Exercise brief |
Each line below must be set down exactly as it stands.

(Natural-language object grounding data)

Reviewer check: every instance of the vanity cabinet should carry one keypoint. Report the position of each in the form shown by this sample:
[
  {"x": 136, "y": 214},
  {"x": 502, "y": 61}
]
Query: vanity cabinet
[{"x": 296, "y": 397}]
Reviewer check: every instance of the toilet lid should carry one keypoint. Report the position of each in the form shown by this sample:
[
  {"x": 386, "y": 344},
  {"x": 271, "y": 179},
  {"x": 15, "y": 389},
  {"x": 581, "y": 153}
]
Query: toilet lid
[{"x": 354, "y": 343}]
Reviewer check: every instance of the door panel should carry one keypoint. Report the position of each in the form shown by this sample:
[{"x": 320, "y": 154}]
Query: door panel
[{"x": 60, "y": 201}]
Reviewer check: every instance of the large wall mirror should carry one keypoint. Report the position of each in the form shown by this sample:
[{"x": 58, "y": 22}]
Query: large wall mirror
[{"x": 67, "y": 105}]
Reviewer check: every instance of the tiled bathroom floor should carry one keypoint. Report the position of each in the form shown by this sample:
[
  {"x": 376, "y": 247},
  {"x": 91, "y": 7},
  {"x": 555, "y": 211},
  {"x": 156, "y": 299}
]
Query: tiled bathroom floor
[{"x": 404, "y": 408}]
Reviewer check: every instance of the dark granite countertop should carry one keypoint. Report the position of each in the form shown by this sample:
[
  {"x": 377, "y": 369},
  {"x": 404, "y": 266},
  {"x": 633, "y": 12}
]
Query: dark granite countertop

Answer space |
Reviewer check: every instance of the vanity cabinet should carry one keypoint. Report the position of each in the form shown by this sample:
[
  {"x": 136, "y": 214},
  {"x": 502, "y": 61}
]
Query: vanity cabinet
[{"x": 296, "y": 397}]
Reviewer check: every instance of the toilet lid should carry one keypoint. Report the position of each in the form shown by this sample:
[
  {"x": 386, "y": 344},
  {"x": 271, "y": 179},
  {"x": 15, "y": 389},
  {"x": 581, "y": 153}
]
Query: toilet lid
[{"x": 354, "y": 343}]
Reviewer check: every instance of the door panel should carry one keypoint. Report the position of each in the form shown by this sample:
[{"x": 320, "y": 154}]
Query: door panel
[{"x": 60, "y": 201}]
Reviewer check: every instance of the large wall mirror should carry one keypoint. Report the position of each in the form shown by this sample:
[{"x": 58, "y": 22}]
Query: large wall mirror
[{"x": 67, "y": 105}]
Reviewer check: every instance of the tiled bathroom floor should carry one keypoint. Report the position of each in the form shown by this sample:
[
  {"x": 376, "y": 247},
  {"x": 91, "y": 7},
  {"x": 555, "y": 211},
  {"x": 156, "y": 299}
]
Query: tiled bathroom floor
[{"x": 404, "y": 408}]
Reviewer check: every instance of the dark granite countertop should carry one keypoint. Report the position of each in the form shown by this sample:
[
  {"x": 377, "y": 369},
  {"x": 404, "y": 266},
  {"x": 633, "y": 12}
]
Query: dark granite countertop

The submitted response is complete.